In the listing below, transcribe the line that contains "Please pick out the frog's dark" and all lines following it, ending with the last line. Add nothing.

[Records supplied]

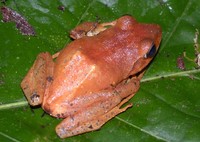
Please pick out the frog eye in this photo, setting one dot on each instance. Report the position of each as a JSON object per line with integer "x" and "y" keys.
{"x": 151, "y": 52}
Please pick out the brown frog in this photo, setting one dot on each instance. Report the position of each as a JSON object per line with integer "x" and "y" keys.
{"x": 88, "y": 81}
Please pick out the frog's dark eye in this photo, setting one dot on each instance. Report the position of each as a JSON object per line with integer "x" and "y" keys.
{"x": 151, "y": 52}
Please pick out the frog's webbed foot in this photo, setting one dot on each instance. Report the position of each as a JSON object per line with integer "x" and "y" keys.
{"x": 89, "y": 29}
{"x": 94, "y": 124}
{"x": 35, "y": 82}
{"x": 81, "y": 123}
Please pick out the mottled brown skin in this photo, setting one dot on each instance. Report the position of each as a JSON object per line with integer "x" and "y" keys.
{"x": 94, "y": 75}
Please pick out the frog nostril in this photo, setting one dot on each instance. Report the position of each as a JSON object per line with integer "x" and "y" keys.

[/Records supplied]

• Exercise result
Please pick out the frog's dark eye in this photo, setting one dot on each instance. Report the position of each as a JSON object per line with integer "x" and "y" keys.
{"x": 151, "y": 52}
Please pick out the frog's webbed foot in this photo, setting one dot on each instance. Report the position of each as a JSON object per line with integer "x" and "y" keys.
{"x": 89, "y": 29}
{"x": 94, "y": 124}
{"x": 35, "y": 82}
{"x": 81, "y": 123}
Please pick out the mottled brown skin in this photo, setting one dot on each instance. Report the position of each as a JSON object per line with integer "x" and "y" keys.
{"x": 94, "y": 75}
Please pick out the frog nostril in this photo, setting one dot on each instance. Report the position of each as a JSON object per line with integer "x" and "y" keys.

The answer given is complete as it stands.